TESTO
****

Perché questo semplicemente non accadrà, e allora il problema è essere meno sordi, meno chiusi, più attenti, pronti a fare da stimolatori e accompagnatori dei processi. Rendendosi conto che la parzialità dei partiti non è un tema accademico, ma una presa di coscienza di ciò che accade da tempo: che tutte le cose nuove e migliori arrivino alla politica senza il contributo dei partiti o loro malgrado. Pensate alle donne e al movimento Snoq (e non solo), pensate all’ambientalismo (che ha trovato ospitalità, appunto, in un’altra formazione politica, che non è la nostra), pensate alla difesa della cultura e della scienza, tema che la politica ha subito, spesso in ragione del principio di incompetenza.

Quando parlo di ospitalità, come ho fatto più volte, non la penso come soluzione acritica, anzi. L’ospitalità presuppone un luogo, uno spazio politico, in cui ci siano regole chiare (quelle della casa che ci ospita, appunto) e la massima disponibilità al confronto: per essere disponibili, perciò, si deve essere razionali. E qui il Pd può mettere in gioco tutte le proprie competenze, la sua dimensione nazionale, le sue risorse per organizzare nel modo migliore questo dibattito.

Mi viene in mente Kant e la funzione trascendentale, come ho ricordato una volta: traducendo, mi piacerebbe un partito che non si risolve nella società solamente, ma che con la società ha un rapporto costante, di più: necessario. E che non prescinde mai da chi, a proposito di mobilitazione cognitiva, si muove per conto suo, offrendo soluzioni e idee e parole al progetto di cambiamento.

****

Righe del dataset
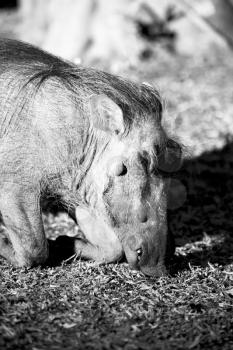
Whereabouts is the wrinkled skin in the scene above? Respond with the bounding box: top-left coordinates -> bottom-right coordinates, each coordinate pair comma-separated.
0,41 -> 181,276
76,118 -> 177,276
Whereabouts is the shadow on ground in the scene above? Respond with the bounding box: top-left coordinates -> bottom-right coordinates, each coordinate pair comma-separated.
169,142 -> 233,271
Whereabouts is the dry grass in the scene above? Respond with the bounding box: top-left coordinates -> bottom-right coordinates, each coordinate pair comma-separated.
0,37 -> 233,350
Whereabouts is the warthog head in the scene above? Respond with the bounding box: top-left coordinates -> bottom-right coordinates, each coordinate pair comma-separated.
73,82 -> 181,276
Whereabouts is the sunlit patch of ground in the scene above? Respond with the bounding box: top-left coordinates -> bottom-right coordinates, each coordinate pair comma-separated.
0,39 -> 233,350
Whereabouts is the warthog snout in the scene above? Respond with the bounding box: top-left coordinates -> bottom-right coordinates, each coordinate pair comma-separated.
124,230 -> 174,277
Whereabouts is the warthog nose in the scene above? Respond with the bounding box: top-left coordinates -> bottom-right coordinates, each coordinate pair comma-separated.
141,265 -> 167,277
137,206 -> 148,223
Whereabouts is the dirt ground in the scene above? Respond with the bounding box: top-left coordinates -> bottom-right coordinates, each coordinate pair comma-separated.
0,7 -> 233,350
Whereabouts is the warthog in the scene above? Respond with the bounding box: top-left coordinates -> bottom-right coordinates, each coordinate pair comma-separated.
0,40 -> 181,276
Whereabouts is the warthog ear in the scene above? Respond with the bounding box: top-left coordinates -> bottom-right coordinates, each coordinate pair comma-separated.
90,95 -> 124,134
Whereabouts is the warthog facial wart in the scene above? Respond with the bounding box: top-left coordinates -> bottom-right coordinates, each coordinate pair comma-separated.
0,39 -> 182,276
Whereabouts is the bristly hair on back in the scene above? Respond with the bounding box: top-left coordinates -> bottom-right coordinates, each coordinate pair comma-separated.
0,39 -> 162,131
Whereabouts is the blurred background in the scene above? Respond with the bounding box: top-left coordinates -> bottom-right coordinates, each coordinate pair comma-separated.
0,0 -> 233,246
0,0 -> 233,155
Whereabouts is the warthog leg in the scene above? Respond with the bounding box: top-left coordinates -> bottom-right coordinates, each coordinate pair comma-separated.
0,185 -> 48,267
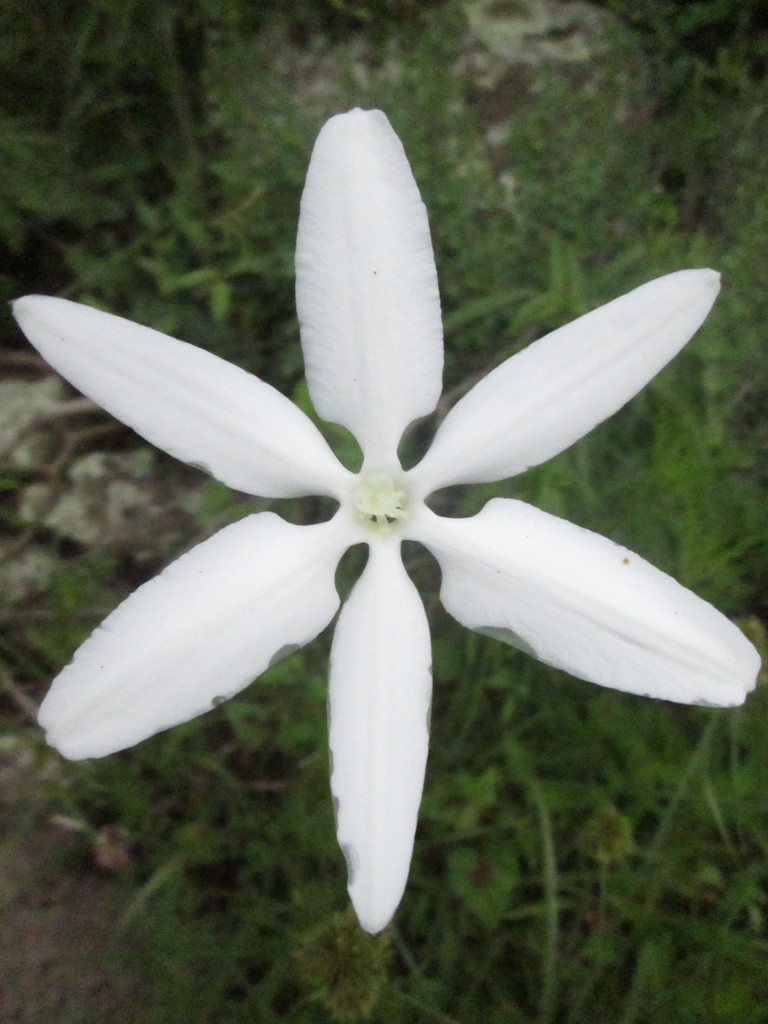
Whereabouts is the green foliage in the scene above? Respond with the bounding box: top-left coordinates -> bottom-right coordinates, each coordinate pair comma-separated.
0,0 -> 768,1024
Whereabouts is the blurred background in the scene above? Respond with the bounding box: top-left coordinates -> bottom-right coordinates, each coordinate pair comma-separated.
0,0 -> 768,1024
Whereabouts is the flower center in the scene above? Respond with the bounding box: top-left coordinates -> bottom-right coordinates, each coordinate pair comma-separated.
351,472 -> 409,532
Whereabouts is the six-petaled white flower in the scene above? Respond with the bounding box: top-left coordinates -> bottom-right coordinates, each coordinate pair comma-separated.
14,110 -> 759,932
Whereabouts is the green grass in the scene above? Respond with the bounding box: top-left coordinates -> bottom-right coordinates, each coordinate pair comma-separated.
0,0 -> 768,1024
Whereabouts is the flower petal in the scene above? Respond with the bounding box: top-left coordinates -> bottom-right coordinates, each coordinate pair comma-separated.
415,270 -> 720,495
416,499 -> 760,706
39,512 -> 345,760
296,110 -> 442,465
329,543 -> 432,933
13,295 -> 348,498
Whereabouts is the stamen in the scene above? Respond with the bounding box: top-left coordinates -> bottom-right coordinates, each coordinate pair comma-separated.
351,472 -> 408,532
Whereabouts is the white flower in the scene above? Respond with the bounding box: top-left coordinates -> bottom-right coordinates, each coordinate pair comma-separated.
14,110 -> 759,932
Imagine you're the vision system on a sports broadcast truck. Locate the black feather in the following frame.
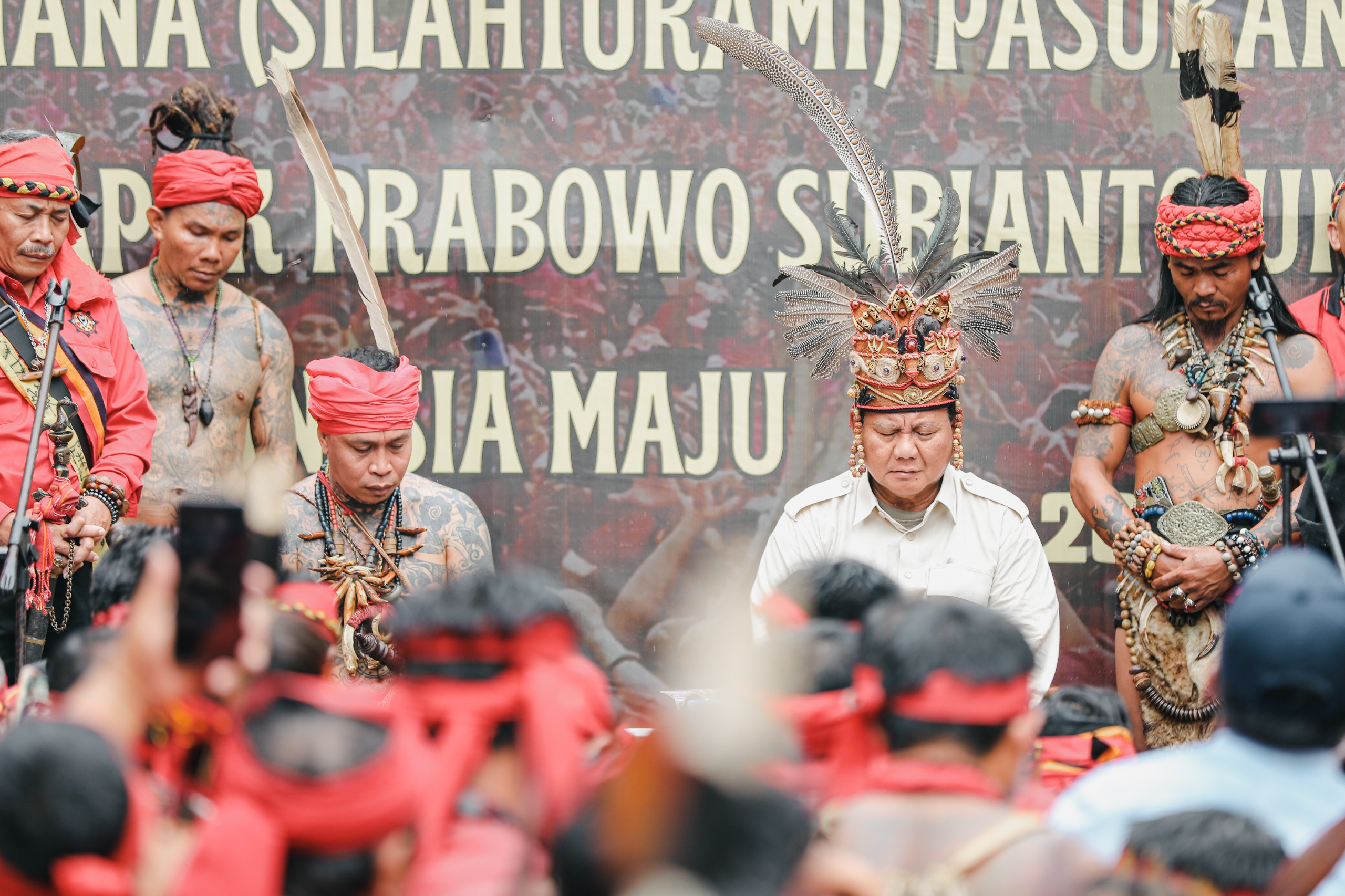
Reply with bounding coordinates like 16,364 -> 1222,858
800,263 -> 884,303
927,249 -> 997,292
824,202 -> 892,292
911,187 -> 961,296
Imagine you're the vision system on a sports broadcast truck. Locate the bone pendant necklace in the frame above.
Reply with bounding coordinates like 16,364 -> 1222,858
149,258 -> 225,448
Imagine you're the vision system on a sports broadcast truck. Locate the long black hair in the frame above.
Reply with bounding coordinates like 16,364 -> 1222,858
1135,175 -> 1306,339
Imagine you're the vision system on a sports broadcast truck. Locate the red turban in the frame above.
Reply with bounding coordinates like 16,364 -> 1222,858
1154,178 -> 1266,261
397,616 -> 613,866
154,149 -> 262,218
304,357 -> 420,436
0,137 -> 79,246
175,673 -> 434,896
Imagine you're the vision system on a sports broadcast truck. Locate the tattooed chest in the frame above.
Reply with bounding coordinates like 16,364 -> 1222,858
281,511 -> 447,592
124,304 -> 262,414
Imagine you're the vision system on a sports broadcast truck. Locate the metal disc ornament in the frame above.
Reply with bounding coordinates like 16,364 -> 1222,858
1154,501 -> 1228,548
1154,386 -> 1186,432
1177,395 -> 1209,432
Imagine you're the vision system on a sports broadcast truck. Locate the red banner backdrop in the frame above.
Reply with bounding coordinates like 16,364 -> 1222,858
0,0 -> 1345,682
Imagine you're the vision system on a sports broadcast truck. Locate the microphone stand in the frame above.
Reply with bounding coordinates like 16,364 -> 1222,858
0,280 -> 70,670
1248,276 -> 1345,578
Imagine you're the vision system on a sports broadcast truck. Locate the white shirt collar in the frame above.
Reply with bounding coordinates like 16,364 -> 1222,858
854,464 -> 961,526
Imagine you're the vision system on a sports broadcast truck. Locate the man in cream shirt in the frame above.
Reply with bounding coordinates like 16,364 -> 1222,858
752,401 -> 1060,700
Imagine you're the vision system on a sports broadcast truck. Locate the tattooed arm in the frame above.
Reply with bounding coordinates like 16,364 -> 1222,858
280,476 -> 323,578
425,488 -> 495,581
1069,326 -> 1147,544
249,305 -> 296,470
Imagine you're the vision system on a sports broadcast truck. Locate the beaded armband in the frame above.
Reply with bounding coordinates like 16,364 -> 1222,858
1069,398 -> 1135,426
81,488 -> 121,526
84,474 -> 130,517
1215,529 -> 1266,581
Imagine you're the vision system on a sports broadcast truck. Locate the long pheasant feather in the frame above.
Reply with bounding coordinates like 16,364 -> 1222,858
266,57 -> 397,355
696,17 -> 901,276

****

COMPITO ASSEGNATO 1
Riscrivi per intero, parola per parola, il testo sul rapporto tra partiti e società.
COMPITO ASSEGNATO 2
Inserisci in un CSV a due colonne, intitolate domanda e risposta, soltanto le righe del dataset che vanno da quella contenente "collar in the frame above." fino a quella contenente "752,401 -> 1060,700", estremi inclusi. Ogni testo va in una riga CSV accanto alla sua risposta, ciascuno in un campo tra virgolette con gli a capo sostituiti da spazi.
Il testo e le righe del dataset sono materiali distinti e indipendenti.

OUTPUT COMPLETO 1
Perché questo semplicemente non accadrà, e allora il problema è essere meno sordi, meno chiusi, più attenti, pronti a fare da stimolatori e accompagnatori dei processi. Rendendosi conto che la parzialità dei partiti non è un tema accademico, ma una presa di coscienza di ciò che accade da tempo: che tutte le cose nuove e migliori arrivino alla politica senza il contributo dei partiti o loro malgrado. Pensate alle donne e al movimento Snoq (e non solo), pensate all’ambientalismo (che ha trovato ospitalità, appunto, in un’altra formazione politica, che non è la nostra), pensate alla difesa della cultura e della scienza, tema che la politica ha subito, spesso in ragione del principio di incompetenza.

Quando parlo di ospitalità, come ho fatto più volte, non la penso come soluzione acritica, anzi. L’ospitalità presuppone un luogo, uno spazio politico, in cui ci siano regole chiare (quelle della casa che ci ospita, appunto) e la massima disponibilità al confronto: per essere disponibili, perciò, si deve essere razionali. E qui il Pd può mettere in gioco tutte le proprie competenze, la sua dimensione nazionale, le sue risorse per organizzare nel modo migliore questo dibattito.

Mi viene in mente Kant e la funzione trascendentale, come ho ricordato una volta: traducendo, mi piacerebbe un partito che non si risolve nella società solamente, ma che con la società ha un rapporto costante, di più: necessario. E che non prescinde mai da chi, a proposito di mobilitazione cognitiva, si muove per conto suo, offrendo soluzioni e idee e parole al progetto di cambiamento.

OUTPUT COMPLETO 2
domanda,risposta
"Imagine you're the vision system on a sports broadcast truck. Locate the white shirt collar in the frame above. Reply with bounding coordinates like 16,364 -> 1222,858","854,464 -> 961,526"
"Imagine you're the vision system on a sports broadcast truck. Locate the man in cream shirt in the frame above. Reply with bounding coordinates like 16,364 -> 1222,858","752,401 -> 1060,700"